Give each record below again, without a single difference.

= = = = = = =

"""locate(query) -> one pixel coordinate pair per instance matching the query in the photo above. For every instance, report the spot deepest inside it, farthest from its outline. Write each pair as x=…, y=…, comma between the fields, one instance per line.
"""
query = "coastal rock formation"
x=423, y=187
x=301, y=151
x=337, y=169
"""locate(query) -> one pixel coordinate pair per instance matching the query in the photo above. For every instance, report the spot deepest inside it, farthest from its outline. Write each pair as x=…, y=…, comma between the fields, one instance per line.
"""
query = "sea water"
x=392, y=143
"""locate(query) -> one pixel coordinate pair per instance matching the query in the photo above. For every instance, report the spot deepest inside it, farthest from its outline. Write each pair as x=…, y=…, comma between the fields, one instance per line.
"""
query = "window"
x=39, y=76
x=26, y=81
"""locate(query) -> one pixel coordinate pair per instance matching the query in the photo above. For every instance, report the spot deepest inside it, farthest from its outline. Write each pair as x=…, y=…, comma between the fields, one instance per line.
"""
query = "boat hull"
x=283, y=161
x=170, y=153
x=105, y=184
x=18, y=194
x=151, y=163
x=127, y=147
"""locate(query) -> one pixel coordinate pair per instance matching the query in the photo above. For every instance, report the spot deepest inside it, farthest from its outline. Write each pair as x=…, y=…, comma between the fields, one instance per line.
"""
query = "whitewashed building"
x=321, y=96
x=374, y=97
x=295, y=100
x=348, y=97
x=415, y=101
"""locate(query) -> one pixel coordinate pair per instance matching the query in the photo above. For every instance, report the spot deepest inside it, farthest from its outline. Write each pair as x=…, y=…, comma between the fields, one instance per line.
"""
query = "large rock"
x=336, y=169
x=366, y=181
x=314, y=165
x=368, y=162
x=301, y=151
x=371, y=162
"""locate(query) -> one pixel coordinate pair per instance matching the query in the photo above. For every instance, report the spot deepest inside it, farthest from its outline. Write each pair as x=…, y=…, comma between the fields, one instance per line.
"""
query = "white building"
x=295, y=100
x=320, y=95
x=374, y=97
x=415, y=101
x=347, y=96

= = = = = = =

→ **TASK SOLUTION**
"""locate(query) -> one pixel coordinate pair per instance matching the query in the photo above. For every instance, report the spot deepest inside it, farthest from its outline. Write each pair as x=…, y=…, comma between the fields, one instance per line.
"""
query = "coastal rock formation"
x=423, y=187
x=301, y=151
x=337, y=169
"""locate(query) -> one pixel coordinate pair per instance matching the query in the photo above. For every instance, report the spot deepest inside it, farthest from its outline. Write each pair as x=…, y=…, comma between the fields, one instance per line.
"""
query = "sea water"
x=392, y=143
"""locate(query) -> one pixel coordinate pair per instance matching the query in the photo above. For every instance, report the spot deepest inside it, farthest from its outline. Write each pair as x=…, y=…, comma between the fields, one instance per line.
"""
query = "window"
x=39, y=76
x=26, y=81
"""locate(query) -> one pixel coordinate pair per instance matching the query in the photo above. For every instance, report the spot deepest inside it, farthest from its outline. Write each pair as x=…, y=…, comma between the fields, one instance per line.
"""
query = "boat hull"
x=283, y=161
x=170, y=153
x=105, y=184
x=18, y=194
x=151, y=163
x=127, y=147
"""locate(query) -> one pixel coordinate pair per instance matching the query in the photo above. For every instance, report the spot deepest inside it, farthest from its outline. Write each pair as x=…, y=…, comma between the fields, one instance per line.
"""
query = "whitewashed building"
x=321, y=96
x=374, y=97
x=295, y=100
x=348, y=97
x=415, y=101
"""locate(query) -> one pixel coordinate pair per instance matching the query in the photo above. For every instance, report the spot deepest inside it, farthest from its outline. Write each pair as x=…, y=…, comma between the fields, one instance per line.
"""
query = "large rock"
x=336, y=169
x=366, y=181
x=314, y=165
x=368, y=162
x=301, y=151
x=371, y=162
"""locate(query) -> one pixel coordinate pair per instance matching the query in the photo above. For every instance, report the spot deepest inside it, farthest from its outline. Write each pair as x=…, y=…, comma between the fields, one instance per line.
"""
query = "white building"
x=295, y=100
x=320, y=95
x=374, y=97
x=415, y=101
x=347, y=96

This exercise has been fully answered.